* **Source records**
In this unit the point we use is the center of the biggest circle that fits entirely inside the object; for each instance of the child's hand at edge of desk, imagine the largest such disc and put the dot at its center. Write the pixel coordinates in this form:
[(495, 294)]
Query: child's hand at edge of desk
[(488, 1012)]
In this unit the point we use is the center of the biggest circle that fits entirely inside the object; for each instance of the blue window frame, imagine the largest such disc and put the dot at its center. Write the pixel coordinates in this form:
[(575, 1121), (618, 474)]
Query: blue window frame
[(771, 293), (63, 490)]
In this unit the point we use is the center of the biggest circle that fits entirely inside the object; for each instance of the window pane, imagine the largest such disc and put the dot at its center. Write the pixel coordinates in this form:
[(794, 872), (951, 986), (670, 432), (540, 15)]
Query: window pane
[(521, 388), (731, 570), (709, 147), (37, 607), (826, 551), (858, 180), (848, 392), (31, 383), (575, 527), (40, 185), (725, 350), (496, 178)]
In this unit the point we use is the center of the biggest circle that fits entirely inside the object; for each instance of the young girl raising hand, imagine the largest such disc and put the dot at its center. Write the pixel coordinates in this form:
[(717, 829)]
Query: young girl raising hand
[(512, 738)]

* **Goal of the exercise**
Could you copy out every item above word for word, keeping each line as it appears?

* **Result for this task**
In this unit the point we use is the center of the biggest circle that fits entirely inside the object; for each instance of the child's hand at edge of desk, imagine the largest such disc and put the dot at its center. Write the pixel coordinates in this form:
[(495, 294)]
Query: child's hand at edge of desk
[(488, 1012)]
In this unit the point we use is the center of the biggest circle that fits entirely inside the object; for each instance of the blue window frame, imagine the largest such disc and put the dot at its center. Write the pixel coordinates in this form:
[(575, 1121), (618, 474)]
Query: blue window frame
[(771, 293), (63, 490)]
In this unit the point we use is the center of the biggest circle that fits entirely inside the object; for each instance of the window pane, imagine the largest such disc and put the dot at its center. Write the pixel coordinates in this form:
[(794, 872), (951, 986), (670, 432), (540, 15)]
Query: window pane
[(521, 388), (731, 570), (709, 147), (37, 607), (826, 551), (858, 180), (848, 392), (31, 383), (575, 527), (40, 185), (725, 350), (496, 178)]
In this unit the point we use is the center of the biggest circle that fits entirely inside the object; for each instance of the young girl raising hand, imagine the largest such disc and put the dot at its center. Write the pixel coordinates in this form:
[(717, 829)]
Query: young girl raising hand
[(512, 738)]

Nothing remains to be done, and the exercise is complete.